Stated task 1:
In the story about Peter, what did Peter notice about his mother at the wedding feast?

Source excerpt:
######

Peter smiled bravely, knowing that two years would seem a lifetime to him.

Once Peter had settled into life at the barracks, however, he began to feel that it wasn't so bad after all. He quite enjoyed being with all the other young men, and their duties were not very arduous at first. He remembered the old woman's warning to use the thread wisely and for a while refrained from pulling it. But in time he grew restless again. Army life bored him with its routine duties and harsh discipline. He began pulling the thread to make the week go faster so that it would be Sunday again, or to speed up the time until he was due for leave. And so the two years passed almost as if they had been a dream.

Back home, Peter determined not to pull the thread again until it was absolutely necessary. After all, this was the best time of his life, as everyone told him. He did not want it to be over too quickly. He did, however, give the thread one or two very small tugs, just to speed along the day of his marriage. He longed to tell Liese his secret, but he knew that if he did he would die.

On the day of his wedding, everyone, including Peter, was happy. He could hardly wait to show Liese the house he had built for her. At the wedding feast he glanced over at his mother. He noticed for the first time how gray her hair had grown recently. She seemed to be aging so quickly. Peter felt a pang of guilt that he had pulled the thread so often. Henceforward he would be much more sparing with it and only use it when it was strictly necessary.

A few months later Liese announced that she was going to have a child. Peter was overjoyed and could hardly wait. When the child was born, he felt that he could never want for anything again. But whenever the child was ill or cried through the sleepless night, he gave the thread a little tug, just so that the baby might be well and happy again.

Times were hard. Business was bad and a government had come to power that squeezed the people dry with taxes and would tolerate no opposition. Anyone who became known as a troublemaker was thrown into prison without trial and rumor was enough to condemn a man. Peter had always been known as one who spoke his mind, and very soon he was arrested and cast into jail. Luckily he had his magic ball with him and he tugged very hard at the thread. The prison walls dissolved before him and his enemies were scattered in the huge explosion that burst forth like thunder. It was the war that had been threatening, but it was over as quickly as a summer storm, leaving behind it an exhausted peace. Peter found himself back home with his family. But now he was a middle-aged man.

######

Stored data:
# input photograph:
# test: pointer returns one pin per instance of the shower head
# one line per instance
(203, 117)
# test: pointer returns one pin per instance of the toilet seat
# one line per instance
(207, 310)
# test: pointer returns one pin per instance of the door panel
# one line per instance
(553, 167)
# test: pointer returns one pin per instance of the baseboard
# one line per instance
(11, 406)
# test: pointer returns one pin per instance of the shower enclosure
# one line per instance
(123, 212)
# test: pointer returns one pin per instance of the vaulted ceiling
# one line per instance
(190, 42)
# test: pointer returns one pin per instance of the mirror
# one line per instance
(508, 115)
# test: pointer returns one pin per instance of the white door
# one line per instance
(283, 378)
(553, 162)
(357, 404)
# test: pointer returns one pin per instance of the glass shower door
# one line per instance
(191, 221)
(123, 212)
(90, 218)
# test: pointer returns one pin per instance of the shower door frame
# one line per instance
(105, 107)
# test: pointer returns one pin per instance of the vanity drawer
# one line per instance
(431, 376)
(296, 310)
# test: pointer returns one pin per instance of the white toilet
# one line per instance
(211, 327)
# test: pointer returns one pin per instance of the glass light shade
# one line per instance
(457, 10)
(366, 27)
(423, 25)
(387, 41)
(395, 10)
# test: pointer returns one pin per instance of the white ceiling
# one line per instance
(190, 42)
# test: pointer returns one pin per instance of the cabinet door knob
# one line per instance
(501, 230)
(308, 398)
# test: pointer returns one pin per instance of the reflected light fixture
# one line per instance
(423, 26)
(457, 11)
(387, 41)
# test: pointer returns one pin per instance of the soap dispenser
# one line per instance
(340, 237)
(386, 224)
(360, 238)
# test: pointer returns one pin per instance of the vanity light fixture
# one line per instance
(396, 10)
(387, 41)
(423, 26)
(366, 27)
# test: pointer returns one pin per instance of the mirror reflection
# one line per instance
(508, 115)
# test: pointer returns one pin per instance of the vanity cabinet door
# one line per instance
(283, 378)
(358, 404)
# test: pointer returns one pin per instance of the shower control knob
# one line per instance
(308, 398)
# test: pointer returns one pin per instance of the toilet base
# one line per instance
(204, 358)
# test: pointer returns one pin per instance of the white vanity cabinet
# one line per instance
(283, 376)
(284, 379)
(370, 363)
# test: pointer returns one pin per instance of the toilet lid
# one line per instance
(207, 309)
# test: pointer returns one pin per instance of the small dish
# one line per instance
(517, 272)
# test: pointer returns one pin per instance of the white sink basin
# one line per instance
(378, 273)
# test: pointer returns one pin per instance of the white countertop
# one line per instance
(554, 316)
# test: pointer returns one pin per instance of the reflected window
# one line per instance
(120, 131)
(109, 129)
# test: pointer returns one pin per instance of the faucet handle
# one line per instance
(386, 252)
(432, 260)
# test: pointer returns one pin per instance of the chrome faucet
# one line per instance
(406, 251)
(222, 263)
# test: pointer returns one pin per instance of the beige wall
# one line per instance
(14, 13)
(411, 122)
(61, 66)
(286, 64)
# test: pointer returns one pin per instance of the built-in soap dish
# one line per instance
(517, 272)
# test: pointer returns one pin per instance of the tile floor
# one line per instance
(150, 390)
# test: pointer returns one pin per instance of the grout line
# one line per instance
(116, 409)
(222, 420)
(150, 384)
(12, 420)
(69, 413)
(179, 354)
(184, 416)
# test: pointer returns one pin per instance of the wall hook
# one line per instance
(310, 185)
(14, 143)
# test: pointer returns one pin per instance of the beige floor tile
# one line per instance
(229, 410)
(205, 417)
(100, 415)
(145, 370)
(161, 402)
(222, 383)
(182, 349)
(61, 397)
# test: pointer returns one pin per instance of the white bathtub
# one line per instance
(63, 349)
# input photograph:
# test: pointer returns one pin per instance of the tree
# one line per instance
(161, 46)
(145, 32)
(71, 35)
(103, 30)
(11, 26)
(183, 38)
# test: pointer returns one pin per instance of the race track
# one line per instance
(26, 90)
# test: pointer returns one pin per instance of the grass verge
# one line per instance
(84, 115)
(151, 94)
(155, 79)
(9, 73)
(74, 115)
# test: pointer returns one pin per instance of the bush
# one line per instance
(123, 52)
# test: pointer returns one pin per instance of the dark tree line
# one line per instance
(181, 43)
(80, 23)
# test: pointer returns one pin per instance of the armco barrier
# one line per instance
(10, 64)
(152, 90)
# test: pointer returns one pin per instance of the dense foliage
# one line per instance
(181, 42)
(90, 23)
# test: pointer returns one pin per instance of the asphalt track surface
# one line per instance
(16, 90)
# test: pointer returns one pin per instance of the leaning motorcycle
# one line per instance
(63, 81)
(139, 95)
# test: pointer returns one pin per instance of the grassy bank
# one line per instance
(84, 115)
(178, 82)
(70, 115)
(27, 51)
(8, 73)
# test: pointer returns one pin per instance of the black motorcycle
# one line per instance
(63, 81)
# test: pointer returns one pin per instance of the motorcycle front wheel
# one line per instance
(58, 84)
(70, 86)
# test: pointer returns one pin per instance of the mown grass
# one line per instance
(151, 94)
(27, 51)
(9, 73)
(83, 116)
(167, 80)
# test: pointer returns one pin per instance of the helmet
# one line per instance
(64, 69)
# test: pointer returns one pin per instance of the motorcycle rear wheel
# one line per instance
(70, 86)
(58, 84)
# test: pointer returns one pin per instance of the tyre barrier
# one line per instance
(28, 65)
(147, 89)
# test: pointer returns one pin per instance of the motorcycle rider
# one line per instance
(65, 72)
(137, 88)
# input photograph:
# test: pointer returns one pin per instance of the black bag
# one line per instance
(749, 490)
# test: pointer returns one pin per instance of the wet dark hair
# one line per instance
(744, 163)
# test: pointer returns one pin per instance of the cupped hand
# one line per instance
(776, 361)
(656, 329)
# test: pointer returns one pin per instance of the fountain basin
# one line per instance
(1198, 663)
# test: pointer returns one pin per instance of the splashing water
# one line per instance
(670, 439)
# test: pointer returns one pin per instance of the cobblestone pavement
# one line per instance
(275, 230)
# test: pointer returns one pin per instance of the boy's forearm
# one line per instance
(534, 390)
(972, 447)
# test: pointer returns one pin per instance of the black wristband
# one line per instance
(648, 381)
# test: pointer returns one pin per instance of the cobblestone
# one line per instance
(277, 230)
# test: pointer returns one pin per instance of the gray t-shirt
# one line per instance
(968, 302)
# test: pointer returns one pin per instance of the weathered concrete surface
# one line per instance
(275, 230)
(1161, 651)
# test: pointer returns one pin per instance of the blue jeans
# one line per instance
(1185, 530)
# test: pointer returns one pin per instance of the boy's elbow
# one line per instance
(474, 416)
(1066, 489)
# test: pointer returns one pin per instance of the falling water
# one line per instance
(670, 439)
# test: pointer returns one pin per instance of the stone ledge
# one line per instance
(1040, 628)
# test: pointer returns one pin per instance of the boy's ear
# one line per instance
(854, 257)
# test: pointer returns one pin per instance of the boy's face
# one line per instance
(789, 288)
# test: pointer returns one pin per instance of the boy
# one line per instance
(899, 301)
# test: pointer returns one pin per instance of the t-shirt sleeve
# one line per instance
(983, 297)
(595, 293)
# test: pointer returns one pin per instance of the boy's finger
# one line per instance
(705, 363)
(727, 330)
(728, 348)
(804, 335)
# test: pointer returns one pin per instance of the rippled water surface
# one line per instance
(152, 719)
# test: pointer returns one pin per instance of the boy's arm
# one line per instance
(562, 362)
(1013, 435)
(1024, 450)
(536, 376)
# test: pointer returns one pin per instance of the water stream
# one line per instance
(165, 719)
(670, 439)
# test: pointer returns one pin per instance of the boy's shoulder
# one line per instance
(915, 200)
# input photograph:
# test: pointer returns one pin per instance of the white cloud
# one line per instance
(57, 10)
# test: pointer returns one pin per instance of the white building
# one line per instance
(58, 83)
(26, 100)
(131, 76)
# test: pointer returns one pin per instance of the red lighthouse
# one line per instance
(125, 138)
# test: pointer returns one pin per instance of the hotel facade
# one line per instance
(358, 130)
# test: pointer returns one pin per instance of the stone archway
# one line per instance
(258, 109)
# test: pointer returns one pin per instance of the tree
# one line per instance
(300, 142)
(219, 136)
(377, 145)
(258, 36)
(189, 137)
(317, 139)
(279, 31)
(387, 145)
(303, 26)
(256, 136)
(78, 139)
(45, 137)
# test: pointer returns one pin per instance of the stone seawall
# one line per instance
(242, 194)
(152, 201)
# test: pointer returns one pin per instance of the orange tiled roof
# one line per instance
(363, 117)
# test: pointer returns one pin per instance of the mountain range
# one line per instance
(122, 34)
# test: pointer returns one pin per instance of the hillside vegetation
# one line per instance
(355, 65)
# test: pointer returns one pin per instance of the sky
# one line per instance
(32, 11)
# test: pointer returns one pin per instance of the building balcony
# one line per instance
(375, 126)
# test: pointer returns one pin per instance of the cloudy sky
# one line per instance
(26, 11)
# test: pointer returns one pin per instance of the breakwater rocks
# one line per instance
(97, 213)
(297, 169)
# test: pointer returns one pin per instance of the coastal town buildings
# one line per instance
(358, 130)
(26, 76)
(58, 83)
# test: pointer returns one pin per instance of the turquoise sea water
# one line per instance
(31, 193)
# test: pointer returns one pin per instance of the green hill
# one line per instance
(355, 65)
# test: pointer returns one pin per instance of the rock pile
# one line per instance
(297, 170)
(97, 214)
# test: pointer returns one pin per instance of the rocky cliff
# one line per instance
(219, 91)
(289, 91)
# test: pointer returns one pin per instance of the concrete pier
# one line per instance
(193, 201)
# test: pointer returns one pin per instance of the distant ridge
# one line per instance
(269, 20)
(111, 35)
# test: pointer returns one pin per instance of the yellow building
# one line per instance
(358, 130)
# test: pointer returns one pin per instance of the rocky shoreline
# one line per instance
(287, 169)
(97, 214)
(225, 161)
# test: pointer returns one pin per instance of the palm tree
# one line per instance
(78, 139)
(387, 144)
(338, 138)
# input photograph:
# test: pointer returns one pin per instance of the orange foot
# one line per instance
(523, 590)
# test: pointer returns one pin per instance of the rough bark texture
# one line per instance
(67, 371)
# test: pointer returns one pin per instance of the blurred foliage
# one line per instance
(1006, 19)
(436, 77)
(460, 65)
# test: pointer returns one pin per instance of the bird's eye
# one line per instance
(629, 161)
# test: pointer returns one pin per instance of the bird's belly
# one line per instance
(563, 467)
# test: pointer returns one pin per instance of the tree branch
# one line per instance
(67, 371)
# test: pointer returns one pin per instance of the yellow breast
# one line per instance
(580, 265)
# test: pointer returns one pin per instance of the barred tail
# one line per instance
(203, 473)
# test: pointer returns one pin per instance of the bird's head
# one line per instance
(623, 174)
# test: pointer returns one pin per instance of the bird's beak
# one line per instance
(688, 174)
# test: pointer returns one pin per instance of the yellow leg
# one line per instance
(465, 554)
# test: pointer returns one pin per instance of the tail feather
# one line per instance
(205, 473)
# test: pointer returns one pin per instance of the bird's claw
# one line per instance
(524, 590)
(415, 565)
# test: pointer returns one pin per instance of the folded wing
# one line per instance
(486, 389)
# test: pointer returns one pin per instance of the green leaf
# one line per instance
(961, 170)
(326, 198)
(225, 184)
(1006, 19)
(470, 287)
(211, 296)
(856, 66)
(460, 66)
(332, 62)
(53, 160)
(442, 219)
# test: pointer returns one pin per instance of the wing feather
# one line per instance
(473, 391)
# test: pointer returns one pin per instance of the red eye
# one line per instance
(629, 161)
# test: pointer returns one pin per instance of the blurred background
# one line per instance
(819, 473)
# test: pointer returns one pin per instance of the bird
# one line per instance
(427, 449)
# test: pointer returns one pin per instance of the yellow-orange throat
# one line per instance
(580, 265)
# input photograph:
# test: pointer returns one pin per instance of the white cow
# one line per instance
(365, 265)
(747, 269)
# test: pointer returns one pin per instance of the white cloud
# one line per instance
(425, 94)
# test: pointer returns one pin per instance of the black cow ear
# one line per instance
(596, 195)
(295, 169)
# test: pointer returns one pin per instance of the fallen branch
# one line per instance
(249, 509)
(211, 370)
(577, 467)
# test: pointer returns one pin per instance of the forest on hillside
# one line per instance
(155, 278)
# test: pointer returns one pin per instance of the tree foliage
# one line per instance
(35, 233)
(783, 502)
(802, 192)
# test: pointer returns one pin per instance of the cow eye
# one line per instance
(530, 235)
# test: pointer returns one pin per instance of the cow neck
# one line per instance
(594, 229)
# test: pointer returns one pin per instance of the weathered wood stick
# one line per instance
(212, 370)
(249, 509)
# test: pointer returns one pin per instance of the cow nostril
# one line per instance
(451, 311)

######

Stated task 2:
How many lines of the records contain the string "floor"? Case counts, and the reply should be the number alone.

Task result 1:
He noticed for the first time how gray her hair had grown recently.

Task result 2:
2